▶ [Short task 1]: In the album article, how many stars did Will Hermes give the album in his Rolling Stone review?
▶ [Short task 2]: Quote the stretch of the album article from "Meredith Ochs of" through "except where noted." word for word.

▶ [Article]:

=====

Meredith Ochs of NPR's All Things Considered stated that "Tench's album feels like pages torn from a journal that's recorded a remarkable life and an exceptional talent". Record Collectors Terry Staunton scored this release 4 out of 5 stars, praising Tench's songwriting and the production from Glyn Johns. Rolling Stone published two reviews: Will Hermes wrote a dedicated piece scoring this album 3 out of 5 stars, calling it "impeccable piano and organ" with "likably understated vocals" and Dave DiMartino characterized it as "a quietly spectacular album" that has "exceedingly well-played, well-produced material with warmth, subtlety and unmistakable character".

==Track listing==
All songs written by Benmont Tench, except where noted.
1. "Today I Took Your Picture Down" – 4:07
2. "Veronica Said" – 3:49
3. "Ecor Rouge" – 4:23
4. "Hannah" – 3:32
5. "Blonde Girl, Blue Dress" – 3:58
6. "You Should Be so Lucky" – 5:11
7. "Corrina, Corrina" (traditional) – 3:33
8. "Dogwood" – 3:27
9. "Like the Sun (Michoacan)" – 2:27
10. "Wobbles" – 3:31
11. "Why Don't You Quit Leavin Me Alone" – 4:07
12. "Duquesne Whistle" (Bob Dylan, Robert Hunter) – 3:59

Bonus tracks on vinyl edition
1. - "She's My Girl Now – 2:07
2. "After All I've Done for You – 4:14

==Personnel==

- Benmont Tench – piano, organ, acoustic guitar on "Dogwood", electric guitar on "Veronica Said", vocals
- Ryan Adams – acoustic guitar on "You Should Be So Lucky", vocal harmony on "You Should Be So Lucky"
- Lawrence Azerrad – art direction, cover
- Julia Brokaw – photography
- Bob Dylan – arrangement on "Corrina, Corrina"
- Nicole Frantz – creative direction
- Zach Hochkeppel – product management
- Joel Jerome – vocal harmony on "Today I Took Your Picture Down" and "Veronica Said"

=====

▶ [Records provided]:
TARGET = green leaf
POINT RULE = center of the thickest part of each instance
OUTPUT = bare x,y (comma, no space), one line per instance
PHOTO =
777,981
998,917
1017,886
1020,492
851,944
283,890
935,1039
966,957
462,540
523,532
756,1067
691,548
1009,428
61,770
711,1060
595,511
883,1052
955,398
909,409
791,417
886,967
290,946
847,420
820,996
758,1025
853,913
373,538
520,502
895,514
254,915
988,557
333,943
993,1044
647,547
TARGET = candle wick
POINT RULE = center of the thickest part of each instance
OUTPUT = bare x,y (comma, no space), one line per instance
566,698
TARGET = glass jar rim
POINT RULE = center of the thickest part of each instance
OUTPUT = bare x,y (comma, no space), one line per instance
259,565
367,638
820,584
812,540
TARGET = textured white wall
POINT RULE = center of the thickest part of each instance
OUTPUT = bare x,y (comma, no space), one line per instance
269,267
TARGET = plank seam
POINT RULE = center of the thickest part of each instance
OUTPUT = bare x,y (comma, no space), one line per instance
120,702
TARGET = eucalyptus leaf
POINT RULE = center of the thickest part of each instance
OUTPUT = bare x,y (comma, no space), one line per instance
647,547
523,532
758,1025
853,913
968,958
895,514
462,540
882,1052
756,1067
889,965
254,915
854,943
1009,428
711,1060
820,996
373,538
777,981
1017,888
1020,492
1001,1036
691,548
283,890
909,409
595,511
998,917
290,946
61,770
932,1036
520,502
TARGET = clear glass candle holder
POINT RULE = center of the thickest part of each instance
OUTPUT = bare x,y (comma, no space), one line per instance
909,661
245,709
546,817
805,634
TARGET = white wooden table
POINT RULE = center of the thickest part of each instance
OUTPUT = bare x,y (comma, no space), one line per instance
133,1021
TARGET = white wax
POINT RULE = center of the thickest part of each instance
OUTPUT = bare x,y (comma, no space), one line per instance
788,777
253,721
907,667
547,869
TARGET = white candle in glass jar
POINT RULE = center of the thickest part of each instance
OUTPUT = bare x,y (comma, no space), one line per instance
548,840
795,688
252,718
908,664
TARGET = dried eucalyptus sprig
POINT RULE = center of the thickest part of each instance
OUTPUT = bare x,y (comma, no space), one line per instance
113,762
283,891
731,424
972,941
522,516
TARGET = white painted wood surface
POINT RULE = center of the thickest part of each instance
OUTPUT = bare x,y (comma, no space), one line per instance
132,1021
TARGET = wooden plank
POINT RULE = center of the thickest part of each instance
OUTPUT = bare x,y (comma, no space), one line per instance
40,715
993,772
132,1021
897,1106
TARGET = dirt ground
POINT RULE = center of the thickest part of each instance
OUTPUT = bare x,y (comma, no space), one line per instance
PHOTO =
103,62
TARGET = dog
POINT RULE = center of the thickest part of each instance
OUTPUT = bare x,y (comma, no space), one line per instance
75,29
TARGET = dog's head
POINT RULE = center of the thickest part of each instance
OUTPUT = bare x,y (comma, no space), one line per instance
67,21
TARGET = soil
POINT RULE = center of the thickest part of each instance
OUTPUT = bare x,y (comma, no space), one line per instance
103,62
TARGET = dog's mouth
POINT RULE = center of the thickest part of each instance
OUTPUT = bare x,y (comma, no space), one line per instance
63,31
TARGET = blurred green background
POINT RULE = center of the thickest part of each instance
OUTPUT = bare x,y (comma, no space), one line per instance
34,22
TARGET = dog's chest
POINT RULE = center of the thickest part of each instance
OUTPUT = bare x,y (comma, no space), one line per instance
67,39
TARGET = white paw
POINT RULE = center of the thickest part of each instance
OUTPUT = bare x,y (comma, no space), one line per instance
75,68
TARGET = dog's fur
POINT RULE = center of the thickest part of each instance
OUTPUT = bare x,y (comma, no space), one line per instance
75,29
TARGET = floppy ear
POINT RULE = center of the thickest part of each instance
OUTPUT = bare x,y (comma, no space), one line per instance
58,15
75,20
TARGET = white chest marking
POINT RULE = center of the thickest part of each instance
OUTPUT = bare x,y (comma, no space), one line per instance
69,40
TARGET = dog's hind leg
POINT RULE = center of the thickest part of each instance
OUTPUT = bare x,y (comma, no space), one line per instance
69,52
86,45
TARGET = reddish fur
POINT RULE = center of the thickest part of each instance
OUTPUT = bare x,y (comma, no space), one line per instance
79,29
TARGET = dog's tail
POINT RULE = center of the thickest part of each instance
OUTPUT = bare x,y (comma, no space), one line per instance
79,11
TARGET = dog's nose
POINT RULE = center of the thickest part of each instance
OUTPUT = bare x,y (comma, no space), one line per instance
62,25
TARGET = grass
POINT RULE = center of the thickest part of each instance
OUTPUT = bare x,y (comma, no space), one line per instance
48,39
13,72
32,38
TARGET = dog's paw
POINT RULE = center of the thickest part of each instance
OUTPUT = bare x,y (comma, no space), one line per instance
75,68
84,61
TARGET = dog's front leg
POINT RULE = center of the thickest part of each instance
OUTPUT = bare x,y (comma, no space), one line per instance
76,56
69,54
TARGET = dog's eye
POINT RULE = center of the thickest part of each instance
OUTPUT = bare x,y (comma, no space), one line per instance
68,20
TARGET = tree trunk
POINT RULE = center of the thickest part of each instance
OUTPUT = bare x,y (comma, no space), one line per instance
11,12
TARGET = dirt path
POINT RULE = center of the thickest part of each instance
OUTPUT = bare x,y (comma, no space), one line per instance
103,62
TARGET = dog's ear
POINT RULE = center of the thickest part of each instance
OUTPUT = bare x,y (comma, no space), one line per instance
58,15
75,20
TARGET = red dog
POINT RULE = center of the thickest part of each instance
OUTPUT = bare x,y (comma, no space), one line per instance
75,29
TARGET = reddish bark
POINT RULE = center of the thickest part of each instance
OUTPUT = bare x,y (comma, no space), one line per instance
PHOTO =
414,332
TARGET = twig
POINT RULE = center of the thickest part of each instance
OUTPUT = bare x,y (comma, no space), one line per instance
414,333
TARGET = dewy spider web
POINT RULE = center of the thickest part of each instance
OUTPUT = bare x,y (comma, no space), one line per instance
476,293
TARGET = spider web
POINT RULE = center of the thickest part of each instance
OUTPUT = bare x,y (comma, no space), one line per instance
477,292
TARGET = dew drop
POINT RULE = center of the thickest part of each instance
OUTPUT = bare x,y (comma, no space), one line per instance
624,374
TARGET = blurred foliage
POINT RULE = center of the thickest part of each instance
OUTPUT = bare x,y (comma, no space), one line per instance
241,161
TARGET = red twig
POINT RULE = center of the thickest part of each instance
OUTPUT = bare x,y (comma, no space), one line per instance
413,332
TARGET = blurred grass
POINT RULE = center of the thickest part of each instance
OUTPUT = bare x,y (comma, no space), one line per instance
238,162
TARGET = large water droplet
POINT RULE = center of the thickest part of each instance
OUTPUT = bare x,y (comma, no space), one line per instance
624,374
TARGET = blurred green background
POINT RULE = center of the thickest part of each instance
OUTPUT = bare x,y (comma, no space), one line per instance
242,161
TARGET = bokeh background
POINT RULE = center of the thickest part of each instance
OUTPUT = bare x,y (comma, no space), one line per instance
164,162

=====

▶ [Written solution 1]: 3 out of 5 stars

▶ [Written solution 2]:
Meredith Ochs of NPR's All Things Considered stated that "Tench's album feels like pages torn from a journal that's recorded a remarkable life and an exceptional talent". Record Collectors Terry Staunton scored this release 4 out of 5 stars, praising Tench's songwriting and the production from Glyn Johns. Rolling Stone published two reviews: Will Hermes wrote a dedicated piece scoring this album 3 out of 5 stars, calling it "impeccable piano and organ" with "likably understated vocals" and Dave DiMartino characterized it as "a quietly spectacular album" that has "exceedingly well-played, well-produced material with warmth, subtlety and unmistakable character".

==Track listing==
All songs written by Benmont Tench, except where noted.